[Dataset excerpts on pointing at objects]
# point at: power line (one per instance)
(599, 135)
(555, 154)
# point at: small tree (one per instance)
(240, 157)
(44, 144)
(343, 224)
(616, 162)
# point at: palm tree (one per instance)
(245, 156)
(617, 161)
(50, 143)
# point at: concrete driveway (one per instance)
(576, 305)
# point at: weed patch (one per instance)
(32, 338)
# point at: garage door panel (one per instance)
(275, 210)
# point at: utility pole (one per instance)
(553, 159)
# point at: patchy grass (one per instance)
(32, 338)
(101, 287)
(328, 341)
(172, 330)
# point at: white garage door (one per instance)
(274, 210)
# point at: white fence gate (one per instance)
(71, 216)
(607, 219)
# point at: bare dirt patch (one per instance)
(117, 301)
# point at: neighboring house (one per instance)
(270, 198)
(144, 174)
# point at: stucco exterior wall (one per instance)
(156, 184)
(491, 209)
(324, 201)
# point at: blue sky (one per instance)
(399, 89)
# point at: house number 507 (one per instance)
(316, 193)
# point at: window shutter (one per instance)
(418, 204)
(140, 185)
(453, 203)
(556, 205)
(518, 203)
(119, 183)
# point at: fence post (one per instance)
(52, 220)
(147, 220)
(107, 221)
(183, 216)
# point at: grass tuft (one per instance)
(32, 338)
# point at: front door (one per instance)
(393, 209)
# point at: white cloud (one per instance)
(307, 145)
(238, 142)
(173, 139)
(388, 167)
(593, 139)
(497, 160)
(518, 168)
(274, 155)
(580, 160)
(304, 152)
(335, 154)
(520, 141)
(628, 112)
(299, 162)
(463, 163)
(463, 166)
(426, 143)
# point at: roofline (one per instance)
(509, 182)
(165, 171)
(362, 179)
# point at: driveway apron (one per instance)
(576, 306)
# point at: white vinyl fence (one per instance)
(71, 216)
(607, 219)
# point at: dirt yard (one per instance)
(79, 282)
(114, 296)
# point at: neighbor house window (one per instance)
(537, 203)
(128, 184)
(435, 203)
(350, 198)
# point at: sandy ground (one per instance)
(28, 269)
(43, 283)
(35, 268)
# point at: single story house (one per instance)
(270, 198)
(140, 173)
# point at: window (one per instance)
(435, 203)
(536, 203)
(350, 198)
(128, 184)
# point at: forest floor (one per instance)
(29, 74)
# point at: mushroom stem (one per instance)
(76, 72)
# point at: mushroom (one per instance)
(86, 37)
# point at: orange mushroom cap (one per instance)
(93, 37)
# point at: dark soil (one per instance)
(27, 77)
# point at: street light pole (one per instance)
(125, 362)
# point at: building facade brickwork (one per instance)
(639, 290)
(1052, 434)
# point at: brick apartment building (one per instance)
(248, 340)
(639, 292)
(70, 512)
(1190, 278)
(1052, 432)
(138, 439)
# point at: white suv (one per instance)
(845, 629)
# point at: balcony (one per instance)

THE TASK: Can you reproduce the data from the line containing "# point at: window (one per instance)" through the end of the data, inclusive, switching "mushroom" to "fungus" and leaving everything else unchanged?

FULL SOLUTION:
# point at: window (one per instance)
(435, 203)
(536, 203)
(350, 198)
(128, 184)
# point at: forest floor (one per instance)
(29, 74)
# point at: fungus stem (one per instance)
(76, 72)
# point at: fungus (one per instance)
(86, 37)
# point at: orange fungus cap (one per instance)
(93, 37)
# point at: dark soil (one per instance)
(27, 77)
# point at: street light pole (one per instance)
(125, 362)
# point at: building facade brickwork (one per instance)
(639, 290)
(1052, 434)
# point at: brick apartment building (one per instance)
(248, 340)
(639, 292)
(70, 512)
(1190, 278)
(1052, 432)
(138, 439)
# point at: white suv (one per instance)
(845, 629)
# point at: balcony (one per instance)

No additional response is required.